Region-labeling entries:
= = =
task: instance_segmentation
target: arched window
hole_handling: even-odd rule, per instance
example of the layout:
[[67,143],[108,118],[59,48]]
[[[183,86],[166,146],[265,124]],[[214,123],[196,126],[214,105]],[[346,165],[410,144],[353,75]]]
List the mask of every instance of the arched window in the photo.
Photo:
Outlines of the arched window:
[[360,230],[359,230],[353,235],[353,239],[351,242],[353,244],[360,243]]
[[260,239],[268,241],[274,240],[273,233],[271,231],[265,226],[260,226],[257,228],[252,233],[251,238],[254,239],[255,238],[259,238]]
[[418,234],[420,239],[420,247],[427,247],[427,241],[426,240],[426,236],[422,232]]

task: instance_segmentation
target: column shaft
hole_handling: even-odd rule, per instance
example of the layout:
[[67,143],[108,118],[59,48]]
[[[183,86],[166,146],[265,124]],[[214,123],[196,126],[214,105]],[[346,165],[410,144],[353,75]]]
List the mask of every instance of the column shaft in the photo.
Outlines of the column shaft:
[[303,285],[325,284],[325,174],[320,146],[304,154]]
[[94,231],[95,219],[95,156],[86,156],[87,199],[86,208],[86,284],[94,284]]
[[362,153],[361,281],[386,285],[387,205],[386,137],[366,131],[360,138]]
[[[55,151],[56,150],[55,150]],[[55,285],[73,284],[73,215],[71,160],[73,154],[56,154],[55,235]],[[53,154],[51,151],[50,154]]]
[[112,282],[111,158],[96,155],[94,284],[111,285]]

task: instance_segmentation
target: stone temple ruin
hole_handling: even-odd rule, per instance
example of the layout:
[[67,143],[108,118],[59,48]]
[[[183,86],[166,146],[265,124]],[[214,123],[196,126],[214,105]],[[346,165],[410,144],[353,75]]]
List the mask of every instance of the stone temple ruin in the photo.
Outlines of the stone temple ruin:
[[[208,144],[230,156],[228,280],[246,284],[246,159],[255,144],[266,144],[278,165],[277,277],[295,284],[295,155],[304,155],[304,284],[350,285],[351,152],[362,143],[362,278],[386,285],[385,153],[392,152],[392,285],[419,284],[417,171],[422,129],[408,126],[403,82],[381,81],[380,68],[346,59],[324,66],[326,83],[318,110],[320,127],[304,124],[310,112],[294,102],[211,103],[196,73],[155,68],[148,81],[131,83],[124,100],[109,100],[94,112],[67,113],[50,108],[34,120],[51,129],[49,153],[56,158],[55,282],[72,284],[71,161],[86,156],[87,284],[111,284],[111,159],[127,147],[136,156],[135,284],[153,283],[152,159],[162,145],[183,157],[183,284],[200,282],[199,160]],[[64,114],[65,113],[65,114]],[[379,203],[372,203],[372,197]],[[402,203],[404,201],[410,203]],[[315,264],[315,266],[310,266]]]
= = =
» The exercise: Print every line of the items above, leaving each one unchanged.

» Final result:
task: instance_segmentation
target: arched window
hole_handling: even-odd rule, per instance
example of the layout:
[[67,143],[108,118],[59,48]]
[[[183,86],[166,146],[265,124]],[[214,123],[196,126],[214,105]],[[346,165],[410,144],[353,75]]]
List the mask of every instance of the arched window in the photo.
Photo:
Outlines of the arched window:
[[360,230],[359,230],[353,235],[353,239],[351,242],[353,244],[360,243]]
[[260,239],[268,241],[274,240],[273,233],[271,231],[265,226],[260,226],[257,228],[252,233],[251,238],[254,239],[255,238],[259,238]]
[[418,234],[420,239],[420,247],[427,247],[427,241],[426,240],[426,236],[422,232]]

task: instance_segmentation
target: column shaft
hole_handling: even-odd rule, per instance
example of the layout:
[[67,143],[108,118],[59,48]]
[[[183,86],[166,146],[265,124]],[[214,123],[196,126],[214,105]],[[346,165],[410,144],[353,75]]]
List the mask of every instance of the column shaft in the photo.
Outlines of the column shaft:
[[303,285],[325,284],[325,174],[320,146],[304,154]]
[[94,231],[95,219],[95,156],[86,156],[87,199],[86,208],[86,284],[94,284]]
[[362,153],[361,281],[386,285],[387,205],[386,137],[366,131],[360,138]]
[[[55,151],[56,150],[55,150]],[[55,285],[73,284],[73,215],[71,160],[73,154],[56,154],[55,235]],[[53,154],[51,151],[50,154]]]
[[112,282],[111,158],[96,155],[94,284],[111,285]]

task: instance_segmentation
target: stone temple ruin
hole_handling: even-odd rule, per instance
example of the layout:
[[67,143],[108,118],[59,48]]
[[[183,86],[166,146],[265,124]],[[214,123],[196,126],[214,105]],[[346,165],[410,144],[353,75]]]
List the mask of every instance of the stone temple ruin in the photo.
Outlines of the stone temple ruin:
[[[208,144],[230,156],[228,280],[246,284],[246,159],[255,144],[266,144],[278,165],[277,277],[295,284],[295,155],[304,155],[304,284],[350,285],[351,152],[362,143],[362,278],[386,285],[385,153],[392,152],[392,285],[419,284],[417,171],[422,129],[408,126],[403,82],[381,81],[380,68],[346,59],[324,66],[326,83],[318,110],[320,127],[304,124],[310,112],[294,102],[211,103],[196,73],[155,68],[148,81],[131,83],[124,100],[109,100],[94,112],[67,113],[50,108],[34,120],[51,129],[49,153],[56,158],[55,282],[72,284],[71,161],[86,156],[87,284],[111,284],[111,159],[127,147],[136,156],[135,284],[153,283],[152,159],[162,145],[183,157],[183,284],[200,282],[199,160]],[[64,114],[65,113],[65,114]],[[379,203],[372,203],[372,197]],[[402,203],[404,201],[410,203]],[[315,264],[315,266],[310,266]]]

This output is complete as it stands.